STATED GOAL:
Format every line of the data below as a JSON list of strings, one string per line, and leave out any blank lines.

INFORMATION GIVEN:

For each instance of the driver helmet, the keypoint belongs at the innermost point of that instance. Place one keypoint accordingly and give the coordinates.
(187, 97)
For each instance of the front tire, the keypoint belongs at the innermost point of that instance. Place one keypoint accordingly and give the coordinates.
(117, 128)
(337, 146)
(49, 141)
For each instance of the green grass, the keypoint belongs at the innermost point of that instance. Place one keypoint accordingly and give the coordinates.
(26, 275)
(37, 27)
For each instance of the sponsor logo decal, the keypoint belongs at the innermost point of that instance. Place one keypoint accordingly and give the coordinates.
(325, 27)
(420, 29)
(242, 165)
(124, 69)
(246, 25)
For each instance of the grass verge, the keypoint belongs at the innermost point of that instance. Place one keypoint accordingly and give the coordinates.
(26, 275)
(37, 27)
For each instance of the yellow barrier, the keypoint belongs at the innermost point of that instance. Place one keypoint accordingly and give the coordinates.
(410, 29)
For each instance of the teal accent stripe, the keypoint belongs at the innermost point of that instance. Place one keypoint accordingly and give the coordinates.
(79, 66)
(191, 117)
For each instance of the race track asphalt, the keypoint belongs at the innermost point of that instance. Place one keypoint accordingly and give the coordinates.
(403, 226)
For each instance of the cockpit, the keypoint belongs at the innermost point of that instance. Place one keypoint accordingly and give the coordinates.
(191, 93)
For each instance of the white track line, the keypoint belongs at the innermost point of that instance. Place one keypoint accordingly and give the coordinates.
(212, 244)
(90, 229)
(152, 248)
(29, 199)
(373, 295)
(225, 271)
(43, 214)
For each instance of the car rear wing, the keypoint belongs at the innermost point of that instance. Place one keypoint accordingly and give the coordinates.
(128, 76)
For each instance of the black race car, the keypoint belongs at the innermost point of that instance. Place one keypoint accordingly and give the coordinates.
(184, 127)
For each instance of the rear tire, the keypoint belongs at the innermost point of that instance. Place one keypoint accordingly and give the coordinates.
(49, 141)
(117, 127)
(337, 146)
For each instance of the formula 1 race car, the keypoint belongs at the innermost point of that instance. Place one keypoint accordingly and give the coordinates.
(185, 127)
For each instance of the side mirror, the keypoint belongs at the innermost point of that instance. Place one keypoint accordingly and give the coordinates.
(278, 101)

THE ANSWER:
[
  "For each instance of the driver helmet, the keypoint belongs at the innermost point of that instance. Place one keypoint accordingly and give the coordinates.",
  "(187, 97)",
  "For each instance of the front tire, the keypoint belongs at the innermost point of that instance. Place one keypoint accordingly and give the coordinates.",
  "(117, 128)",
  "(337, 146)",
  "(49, 141)",
  "For each instance of the green grass, the keypoint belongs at the innermost point of that instance. Place one keypoint accordingly and give the coordinates.",
  "(26, 275)",
  "(37, 27)",
  "For each instance of the sponsor logo decal, the keypoint belongs at the innermost point of that instance. Place one keypoint accordingly and give the coordinates.",
  "(325, 27)",
  "(420, 29)",
  "(242, 165)",
  "(124, 69)",
  "(246, 25)",
  "For each instance of the grass verge, the keypoint belongs at the innermost point of that instance. Place one keypoint accordingly and give the coordinates.",
  "(26, 275)",
  "(37, 27)",
  "For each instance of the yellow barrier, the keypoint belongs at the innermost point of that instance. Place one keypoint accordingly and give the coordinates.",
  "(410, 29)",
  "For each instance of the teal accent stripe, the keypoint belongs at the innermost point of that instance. Place one keypoint accordingly and give the coordinates.",
  "(79, 66)",
  "(191, 117)",
  "For each instance of the race track asphalt, the keypoint belongs at the innermost point of that instance. Place one keypoint accordingly and give the coordinates.",
  "(403, 226)",
  "For each instance of the cockpit, the keypoint belongs at the innermost point of that instance. Place one keypoint accordingly and give the coordinates.",
  "(191, 93)",
  "For each instance of the white track line, the keypoint belongs at the innermost point of that instance. Place one keypoint accordingly and give the coordinates.",
  "(212, 244)",
  "(90, 229)",
  "(152, 248)",
  "(29, 199)",
  "(373, 295)",
  "(225, 271)",
  "(43, 214)",
  "For each instance of the car rear wing, the keypoint belongs at the innermost point of that instance. Place one keypoint accordingly and give the coordinates.",
  "(128, 76)",
  "For each instance of the black race car, the keypoint belongs at the innermost point of that instance. Place one keypoint accordingly and give the coordinates.",
  "(184, 127)",
  "For each instance of the rear tire, the keypoint belongs at the innermost point of that instance. Place one keypoint accordingly and give the coordinates.",
  "(49, 141)",
  "(117, 127)",
  "(337, 146)",
  "For each instance of the formula 1 race car, the keypoint belongs at the innermost point of that instance. Place one keypoint accordingly and give the coordinates.",
  "(185, 127)",
  "For each instance of the side mirror, the keypoint belongs at the innermost point of that instance. Place one keypoint accordingly and give the coordinates.",
  "(278, 101)"
]